Below are records to be output exactly, every one of them.
─── Given records ───
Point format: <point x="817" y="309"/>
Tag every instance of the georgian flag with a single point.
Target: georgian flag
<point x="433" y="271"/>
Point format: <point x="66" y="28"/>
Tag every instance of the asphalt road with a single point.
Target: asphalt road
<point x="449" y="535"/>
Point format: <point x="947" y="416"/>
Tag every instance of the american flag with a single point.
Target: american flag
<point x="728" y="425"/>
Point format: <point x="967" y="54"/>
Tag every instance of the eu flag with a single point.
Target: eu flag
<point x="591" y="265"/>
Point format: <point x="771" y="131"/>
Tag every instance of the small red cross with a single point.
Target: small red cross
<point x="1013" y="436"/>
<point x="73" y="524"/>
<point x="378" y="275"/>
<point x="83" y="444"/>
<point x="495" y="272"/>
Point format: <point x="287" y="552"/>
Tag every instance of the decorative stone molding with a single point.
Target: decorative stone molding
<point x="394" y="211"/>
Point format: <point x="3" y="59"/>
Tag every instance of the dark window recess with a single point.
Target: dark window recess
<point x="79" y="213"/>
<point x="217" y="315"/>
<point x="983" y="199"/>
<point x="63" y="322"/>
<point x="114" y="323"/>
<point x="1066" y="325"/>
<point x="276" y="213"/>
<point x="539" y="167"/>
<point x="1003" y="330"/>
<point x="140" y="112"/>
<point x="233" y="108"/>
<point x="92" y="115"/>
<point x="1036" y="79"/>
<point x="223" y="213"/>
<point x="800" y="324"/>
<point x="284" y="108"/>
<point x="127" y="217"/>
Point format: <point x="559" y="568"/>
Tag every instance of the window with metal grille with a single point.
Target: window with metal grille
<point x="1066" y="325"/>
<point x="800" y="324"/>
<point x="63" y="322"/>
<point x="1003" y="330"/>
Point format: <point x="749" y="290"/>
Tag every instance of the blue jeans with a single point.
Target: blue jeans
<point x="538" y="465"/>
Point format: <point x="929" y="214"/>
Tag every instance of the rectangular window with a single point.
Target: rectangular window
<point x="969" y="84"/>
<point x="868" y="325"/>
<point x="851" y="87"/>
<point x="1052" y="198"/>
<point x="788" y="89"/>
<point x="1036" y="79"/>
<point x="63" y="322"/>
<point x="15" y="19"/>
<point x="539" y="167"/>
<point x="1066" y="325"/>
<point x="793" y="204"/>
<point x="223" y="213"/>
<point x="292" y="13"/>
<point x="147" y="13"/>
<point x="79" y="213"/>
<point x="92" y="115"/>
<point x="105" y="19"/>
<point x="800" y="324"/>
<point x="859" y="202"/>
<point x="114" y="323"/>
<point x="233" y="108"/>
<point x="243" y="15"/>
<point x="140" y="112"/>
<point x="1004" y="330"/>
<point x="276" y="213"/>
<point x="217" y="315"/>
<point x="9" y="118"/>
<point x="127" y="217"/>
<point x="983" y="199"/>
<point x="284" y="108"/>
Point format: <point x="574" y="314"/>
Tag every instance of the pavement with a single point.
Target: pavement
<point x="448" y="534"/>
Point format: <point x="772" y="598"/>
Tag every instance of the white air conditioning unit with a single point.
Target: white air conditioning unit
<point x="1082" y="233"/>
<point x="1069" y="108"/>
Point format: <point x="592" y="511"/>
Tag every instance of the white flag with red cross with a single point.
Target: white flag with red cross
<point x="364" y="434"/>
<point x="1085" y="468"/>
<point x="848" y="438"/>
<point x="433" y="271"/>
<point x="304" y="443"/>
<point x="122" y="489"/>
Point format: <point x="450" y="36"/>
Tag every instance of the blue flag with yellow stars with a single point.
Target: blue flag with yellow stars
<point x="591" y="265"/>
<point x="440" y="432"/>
───
*Result for this task*.
Point format: <point x="817" y="309"/>
Tag every instance of the georgian flag with a single point.
Target: georgian flag
<point x="433" y="271"/>
Point format: <point x="66" y="28"/>
Tag every instance of the asphalt road with a single point.
Target: asphalt road
<point x="449" y="535"/>
Point format: <point x="947" y="416"/>
Tag every instance of the american flag with a single point.
Target: american flag
<point x="728" y="425"/>
Point format: <point x="967" y="54"/>
Tag every instance of the eu flag with a single point.
Target: eu flag
<point x="591" y="265"/>
Point format: <point x="771" y="131"/>
Tag every instance of the small red cross with a single point.
Target: small red cross
<point x="1013" y="436"/>
<point x="73" y="524"/>
<point x="378" y="275"/>
<point x="83" y="444"/>
<point x="495" y="272"/>
Point format: <point x="287" y="552"/>
Tag every instance of the decorative stone molding with a single point.
Target: decorative stone molding
<point x="394" y="211"/>
Point format: <point x="3" y="59"/>
Tag every instance of the dark window recess with a single point.
Target: dark window recess
<point x="79" y="213"/>
<point x="217" y="315"/>
<point x="983" y="199"/>
<point x="63" y="322"/>
<point x="114" y="323"/>
<point x="1066" y="325"/>
<point x="276" y="213"/>
<point x="539" y="167"/>
<point x="1003" y="330"/>
<point x="140" y="112"/>
<point x="233" y="108"/>
<point x="92" y="115"/>
<point x="1036" y="79"/>
<point x="223" y="213"/>
<point x="800" y="324"/>
<point x="284" y="108"/>
<point x="127" y="217"/>
Point format: <point x="559" y="568"/>
Tag every instance of the window with metal grille with a single point.
Target: window with metal grille
<point x="1066" y="325"/>
<point x="800" y="324"/>
<point x="63" y="322"/>
<point x="1003" y="330"/>
Point format: <point x="749" y="290"/>
Tag every instance of the blue jeans with a single point.
Target: blue jeans
<point x="538" y="465"/>
Point format: <point x="929" y="214"/>
Tag every instance of the rectangular window with a single point.
Target: rectangular window
<point x="969" y="84"/>
<point x="868" y="325"/>
<point x="851" y="87"/>
<point x="1052" y="198"/>
<point x="788" y="89"/>
<point x="1036" y="79"/>
<point x="63" y="322"/>
<point x="15" y="19"/>
<point x="539" y="167"/>
<point x="1066" y="325"/>
<point x="793" y="204"/>
<point x="223" y="213"/>
<point x="292" y="13"/>
<point x="147" y="13"/>
<point x="79" y="213"/>
<point x="92" y="115"/>
<point x="105" y="19"/>
<point x="800" y="324"/>
<point x="859" y="202"/>
<point x="114" y="323"/>
<point x="233" y="108"/>
<point x="243" y="15"/>
<point x="140" y="112"/>
<point x="1004" y="330"/>
<point x="276" y="213"/>
<point x="217" y="315"/>
<point x="9" y="118"/>
<point x="127" y="217"/>
<point x="983" y="199"/>
<point x="284" y="108"/>
Point format: <point x="574" y="314"/>
Tag every instance of the pavement with a single point.
Target: pavement
<point x="448" y="534"/>
Point format: <point x="772" y="598"/>
Tag every instance of the white air conditioning unit with a single point.
Target: white air conditioning unit
<point x="1082" y="233"/>
<point x="1069" y="108"/>
Point format: <point x="592" y="511"/>
Tag every instance of the white flag with red cross with a single point.
Target: white flag with red cross
<point x="364" y="434"/>
<point x="1085" y="468"/>
<point x="848" y="438"/>
<point x="433" y="271"/>
<point x="304" y="443"/>
<point x="122" y="489"/>
Point format: <point x="450" y="36"/>
Tag every instance of the blue flag with yellow stars with a single point.
Target: blue flag with yellow stars
<point x="591" y="265"/>
<point x="440" y="432"/>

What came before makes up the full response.